··· TEXT SECTION ···

Digital Tinker

 
 
 
  • About

    Some days you get the data, some days the data gets you …
 
How I Created the Ambient Orb Blog Index September 12th, 2008

Here’s a change of pace. In this article, I’ll show you how I used Microsoft ® Word, Microsoft ® Excel and Notepad to clean up an old blog post for republishing.

Project Purpose

For my personal blog, I decided to do a links posts, which is used to highlight older posts that new visitors may enjoy and long-time readers can revisit. There are some SEO benefits, so that incentive was there as well.

On my old blog, I regularly maintained one such post. It was called the Ambient Orb Blog Index and, rather than just having a few selected posts, I put all of them in this one post! I wouldn’t recommend that today, but back then, the website had no other way of effectively categorizing and showcasing blog posts.

Anyway, to give a sense of context for my new links post, I wanted to share the original Ambient Orb Blog Index. Of course, that meant that I would have to remove all of the dead links.

Examining the Raw Data

The original post was saved in Microsoft ® Word format.
Here are a few lines from the file:

<li><font size=2 color=blue><b><a href="http://www.writingup.com/mitchell_allen/am_i_an_artist_or_an_engineer">OOO</a>: Am I an Artist or an Engineer?</b></font>

<li><font size=2 color=blue><b><a href="http://www.writingup.com/mitchell_allen/beethoven_hearing_aids_and_suicide">OOO</a>: Beethoven, Hearing Aids and Suicide</b></font>

<li><font size=2 color=blue><b><a href="http://www.writingup.com/mitchell_allen/a_tortured_history_of_mass_storage">OOO</a>: A Tortured History of Mass Storage</b></font>

As each link was unique, I couldn’t do a mass search and replace. My first idea was to “bracket” the data that I wanted to delete. I figured that would allow me to use Microsoft ® Word’s wildcard search. Bracketing is a term I use to describe using a weird character to enclose or delimit (separate) substrings within a longer string. Usually, bracketing involves searching for a common substring and either appending the weird character to the end of the common substring or, if the common substring is unneeded, replacing that common substring altogether.

First Cleansing

For this project, I wanted to get rid of bits of unneeded text while bracketing the links. So, the first thing I did was to change every occurrence of

<a href="http://www.writingup.com/mitchell_allen/

to
~

To complete the bracket and get rid of even more useless text, I changed every occurrence of

">OOO</a>:

to the same ~.

Here are the modified lines at this point:

<li><font size=2 color=blue><b&gt~am_i_an_artist_or_an_engineer~Am I an Artist or an Engineer?</b></font>

<li><font size=2 color=blue><b&gt~beethoven_hearing_aids_and_suicide~Beethoven, Hearing Aids and Suicide</b></font>

<li><font size=2 color=blue><b&gt~a_tortured_history_of_mass_storage~A Tortured History of Mass Storage</b></font>

Now, I had to get rid of the bracketed text.

Weak Soap

In order to understand the wildcard search and replace, let me digress a moment. Look at this nonsense text:


frogface

frogs in the field

swollen river flows peacefully

Let’s perform a wildcard search and replace. To change every occurrence of text bracketed by the letter f to the (equally nonsensical) string consisting of fishf, we do the following:

1. Click Edit on the menu and select Replace … (or press Ctrl+H)

···

▶ **GOALS**:
• a. Answer these questions about the Ambient Orb article:
(i) In what format was the original post saved?
(ii) What character replaced every occurrence of the link prefix in the first cleansing?
(iii) What key combination can be pressed in place of clicking Edit and selecting Replace?
• b. In the records, rename "gray wall" to "concrete wall" from the line with "# trace the outline of every instance of the gray" up to and including the line with "66 110 L 66", and write out only those lines with nothing else changed.

··· DATASET ···

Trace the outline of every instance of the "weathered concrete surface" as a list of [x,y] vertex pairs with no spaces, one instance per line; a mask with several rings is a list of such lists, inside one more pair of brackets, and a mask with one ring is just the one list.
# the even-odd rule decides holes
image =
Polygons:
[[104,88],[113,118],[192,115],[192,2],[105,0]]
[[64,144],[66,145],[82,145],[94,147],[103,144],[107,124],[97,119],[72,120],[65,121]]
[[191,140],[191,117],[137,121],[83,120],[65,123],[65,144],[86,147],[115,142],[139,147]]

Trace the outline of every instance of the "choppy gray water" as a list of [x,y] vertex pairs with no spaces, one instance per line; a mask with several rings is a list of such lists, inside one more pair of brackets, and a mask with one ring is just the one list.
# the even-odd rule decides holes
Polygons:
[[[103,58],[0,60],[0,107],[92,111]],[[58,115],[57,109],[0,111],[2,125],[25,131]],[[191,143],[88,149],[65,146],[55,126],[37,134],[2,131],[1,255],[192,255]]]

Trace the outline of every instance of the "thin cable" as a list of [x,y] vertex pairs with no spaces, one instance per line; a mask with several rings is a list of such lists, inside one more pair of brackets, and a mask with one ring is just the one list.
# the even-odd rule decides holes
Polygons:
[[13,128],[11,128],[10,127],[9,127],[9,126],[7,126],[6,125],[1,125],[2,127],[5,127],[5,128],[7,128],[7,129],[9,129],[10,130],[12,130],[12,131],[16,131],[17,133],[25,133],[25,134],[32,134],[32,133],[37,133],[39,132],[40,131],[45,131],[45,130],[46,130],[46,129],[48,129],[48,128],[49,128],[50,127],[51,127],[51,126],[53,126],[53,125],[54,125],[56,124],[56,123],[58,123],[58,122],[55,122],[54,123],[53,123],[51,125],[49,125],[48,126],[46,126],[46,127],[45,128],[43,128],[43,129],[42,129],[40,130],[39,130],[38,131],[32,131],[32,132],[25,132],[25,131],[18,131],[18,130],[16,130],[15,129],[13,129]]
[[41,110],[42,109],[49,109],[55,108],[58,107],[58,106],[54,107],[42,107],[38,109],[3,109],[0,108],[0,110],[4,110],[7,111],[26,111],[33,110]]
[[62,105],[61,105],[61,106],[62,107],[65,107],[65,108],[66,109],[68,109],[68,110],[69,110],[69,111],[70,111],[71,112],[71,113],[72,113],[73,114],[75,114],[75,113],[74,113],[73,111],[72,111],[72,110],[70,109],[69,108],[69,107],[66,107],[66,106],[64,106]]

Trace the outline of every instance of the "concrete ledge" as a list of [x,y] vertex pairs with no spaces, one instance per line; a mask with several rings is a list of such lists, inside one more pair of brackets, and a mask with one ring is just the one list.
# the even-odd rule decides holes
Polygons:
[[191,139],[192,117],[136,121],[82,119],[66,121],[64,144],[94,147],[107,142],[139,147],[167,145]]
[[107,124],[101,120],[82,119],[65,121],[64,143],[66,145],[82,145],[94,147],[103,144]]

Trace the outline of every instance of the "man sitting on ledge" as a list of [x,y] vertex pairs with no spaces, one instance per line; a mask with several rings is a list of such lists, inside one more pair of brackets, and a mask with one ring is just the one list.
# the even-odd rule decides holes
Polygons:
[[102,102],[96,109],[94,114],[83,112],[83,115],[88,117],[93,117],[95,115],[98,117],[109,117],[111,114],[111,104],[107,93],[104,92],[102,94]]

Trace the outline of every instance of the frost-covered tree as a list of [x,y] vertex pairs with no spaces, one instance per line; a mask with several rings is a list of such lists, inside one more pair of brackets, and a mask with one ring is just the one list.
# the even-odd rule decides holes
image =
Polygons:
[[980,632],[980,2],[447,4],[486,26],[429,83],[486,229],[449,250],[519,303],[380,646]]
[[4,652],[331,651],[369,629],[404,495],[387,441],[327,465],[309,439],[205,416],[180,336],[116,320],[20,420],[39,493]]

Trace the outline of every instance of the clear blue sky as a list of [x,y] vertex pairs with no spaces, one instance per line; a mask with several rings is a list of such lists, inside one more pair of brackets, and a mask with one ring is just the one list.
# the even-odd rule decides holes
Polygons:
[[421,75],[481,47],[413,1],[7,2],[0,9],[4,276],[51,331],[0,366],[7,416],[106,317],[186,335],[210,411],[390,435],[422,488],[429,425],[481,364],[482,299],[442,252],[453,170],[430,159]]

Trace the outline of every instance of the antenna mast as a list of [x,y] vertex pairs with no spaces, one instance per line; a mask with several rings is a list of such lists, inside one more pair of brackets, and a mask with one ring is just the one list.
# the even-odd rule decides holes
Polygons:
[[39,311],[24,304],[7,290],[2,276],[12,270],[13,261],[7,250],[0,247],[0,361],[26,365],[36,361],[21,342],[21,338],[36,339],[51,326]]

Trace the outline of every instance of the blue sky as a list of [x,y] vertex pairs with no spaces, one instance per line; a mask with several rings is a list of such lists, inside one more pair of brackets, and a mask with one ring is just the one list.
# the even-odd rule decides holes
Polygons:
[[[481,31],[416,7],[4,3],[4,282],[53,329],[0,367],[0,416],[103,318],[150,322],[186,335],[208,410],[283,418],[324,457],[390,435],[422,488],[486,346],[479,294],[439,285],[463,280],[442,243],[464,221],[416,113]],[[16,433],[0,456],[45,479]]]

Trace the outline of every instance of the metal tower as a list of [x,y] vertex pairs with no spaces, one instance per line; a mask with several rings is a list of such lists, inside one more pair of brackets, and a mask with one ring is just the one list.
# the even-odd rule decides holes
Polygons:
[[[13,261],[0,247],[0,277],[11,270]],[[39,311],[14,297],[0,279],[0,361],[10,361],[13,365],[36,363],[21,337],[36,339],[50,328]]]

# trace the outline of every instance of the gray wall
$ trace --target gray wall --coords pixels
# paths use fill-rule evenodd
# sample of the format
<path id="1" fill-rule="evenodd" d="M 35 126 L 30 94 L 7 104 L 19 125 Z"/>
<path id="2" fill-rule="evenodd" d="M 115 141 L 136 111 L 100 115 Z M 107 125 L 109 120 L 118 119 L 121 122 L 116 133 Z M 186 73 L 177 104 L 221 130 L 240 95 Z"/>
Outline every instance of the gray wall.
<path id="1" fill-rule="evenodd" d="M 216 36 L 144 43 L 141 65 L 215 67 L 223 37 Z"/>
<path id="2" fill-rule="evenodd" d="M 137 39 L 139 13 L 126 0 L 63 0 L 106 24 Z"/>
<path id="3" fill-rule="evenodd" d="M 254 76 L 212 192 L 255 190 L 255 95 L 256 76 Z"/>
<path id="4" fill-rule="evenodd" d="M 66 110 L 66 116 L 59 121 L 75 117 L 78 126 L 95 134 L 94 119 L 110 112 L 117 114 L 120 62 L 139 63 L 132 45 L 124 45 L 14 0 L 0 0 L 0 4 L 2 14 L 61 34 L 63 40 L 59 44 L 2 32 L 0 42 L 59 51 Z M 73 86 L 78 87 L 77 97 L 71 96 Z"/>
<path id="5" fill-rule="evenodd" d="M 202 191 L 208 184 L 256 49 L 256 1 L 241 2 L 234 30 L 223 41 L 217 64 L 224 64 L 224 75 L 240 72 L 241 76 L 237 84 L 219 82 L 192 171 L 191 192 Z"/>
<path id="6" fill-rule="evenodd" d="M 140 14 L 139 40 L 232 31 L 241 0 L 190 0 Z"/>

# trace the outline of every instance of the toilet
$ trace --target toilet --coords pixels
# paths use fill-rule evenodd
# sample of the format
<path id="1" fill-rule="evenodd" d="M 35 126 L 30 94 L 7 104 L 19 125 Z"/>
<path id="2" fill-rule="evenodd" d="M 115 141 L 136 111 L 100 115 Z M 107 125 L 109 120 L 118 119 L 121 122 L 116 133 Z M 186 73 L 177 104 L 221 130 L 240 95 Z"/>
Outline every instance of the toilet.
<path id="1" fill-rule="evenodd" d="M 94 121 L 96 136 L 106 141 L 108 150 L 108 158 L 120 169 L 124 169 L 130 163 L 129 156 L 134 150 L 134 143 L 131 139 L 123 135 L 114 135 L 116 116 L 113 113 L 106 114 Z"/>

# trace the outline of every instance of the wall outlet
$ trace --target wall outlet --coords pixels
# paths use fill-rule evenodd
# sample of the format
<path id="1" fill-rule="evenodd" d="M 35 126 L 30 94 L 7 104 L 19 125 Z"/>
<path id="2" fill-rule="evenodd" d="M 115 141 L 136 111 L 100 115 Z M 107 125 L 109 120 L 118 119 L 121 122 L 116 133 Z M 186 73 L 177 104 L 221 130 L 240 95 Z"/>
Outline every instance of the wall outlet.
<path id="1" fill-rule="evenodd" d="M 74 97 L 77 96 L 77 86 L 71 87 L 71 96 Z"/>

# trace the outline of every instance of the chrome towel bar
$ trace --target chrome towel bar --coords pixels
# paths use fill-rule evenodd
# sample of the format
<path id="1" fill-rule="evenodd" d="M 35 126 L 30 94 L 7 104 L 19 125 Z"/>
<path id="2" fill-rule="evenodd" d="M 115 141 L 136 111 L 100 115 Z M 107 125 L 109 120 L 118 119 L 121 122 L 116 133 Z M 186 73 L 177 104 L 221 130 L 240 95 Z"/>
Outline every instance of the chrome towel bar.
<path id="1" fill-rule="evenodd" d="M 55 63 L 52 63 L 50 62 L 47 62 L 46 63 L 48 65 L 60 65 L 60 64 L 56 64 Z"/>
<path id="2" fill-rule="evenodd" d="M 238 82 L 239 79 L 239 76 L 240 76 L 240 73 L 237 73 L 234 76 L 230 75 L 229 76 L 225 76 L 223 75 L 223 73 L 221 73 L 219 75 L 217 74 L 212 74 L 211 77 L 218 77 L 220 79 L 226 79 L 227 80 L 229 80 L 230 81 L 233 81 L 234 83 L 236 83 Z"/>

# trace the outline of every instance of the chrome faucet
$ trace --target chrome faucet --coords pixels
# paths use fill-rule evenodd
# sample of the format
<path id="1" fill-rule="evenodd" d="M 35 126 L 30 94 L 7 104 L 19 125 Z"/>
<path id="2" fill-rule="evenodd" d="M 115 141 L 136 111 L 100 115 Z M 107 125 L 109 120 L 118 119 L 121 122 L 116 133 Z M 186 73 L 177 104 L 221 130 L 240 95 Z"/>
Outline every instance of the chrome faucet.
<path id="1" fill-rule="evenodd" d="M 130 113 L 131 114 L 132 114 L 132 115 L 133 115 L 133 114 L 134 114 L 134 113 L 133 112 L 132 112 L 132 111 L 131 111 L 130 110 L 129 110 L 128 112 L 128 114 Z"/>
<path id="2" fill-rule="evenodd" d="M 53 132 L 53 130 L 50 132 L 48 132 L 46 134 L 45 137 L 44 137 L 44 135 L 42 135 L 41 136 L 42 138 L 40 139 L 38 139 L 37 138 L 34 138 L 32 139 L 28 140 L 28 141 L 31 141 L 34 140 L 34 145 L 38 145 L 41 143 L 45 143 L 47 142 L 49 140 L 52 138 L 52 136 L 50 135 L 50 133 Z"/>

···

▶ **THE REPLIES**:
• a.
(i) Microsoft ® Word format
(ii) ~
(iii) Ctrl+H

• b.
# trace the outline of every instance of the concrete wall
$ trace --target concrete wall --coords pixels
# paths use fill-rule evenodd
# sample of the format
<path id="1" fill-rule="evenodd" d="M 35 126 L 30 94 L 7 104 L 19 125 Z"/>
<path id="2" fill-rule="evenodd" d="M 115 141 L 136 111 L 100 115 Z M 107 125 L 109 120 L 118 119 L 121 122 L 116 133 Z M 186 73 L 177 104 L 221 130 L 240 95 Z"/>
Outline every instance of the concrete wall.
<path id="1" fill-rule="evenodd" d="M 216 36 L 144 43 L 141 65 L 215 67 L 223 37 Z"/>
<path id="2" fill-rule="evenodd" d="M 137 39 L 139 13 L 126 0 L 63 0 L 106 24 Z"/>
<path id="3" fill-rule="evenodd" d="M 254 76 L 212 192 L 255 190 L 255 95 L 256 76 Z"/>
<path id="4" fill-rule="evenodd" d="M 66 110 L 66 116 L 59 121 L 75 117 L 78 126 L 95 134 L 94 119 L 110 112 L 117 114 L 120 62 L 139 63 L 132 45 L 124 45 L 14 0 L 0 0 L 0 4 L 2 14 L 61 34 L 63 40 L 59 44 L 2 32 L 0 42 L 59 51 Z M 73 86 L 78 87 L 77 97 L 71 96 Z"/>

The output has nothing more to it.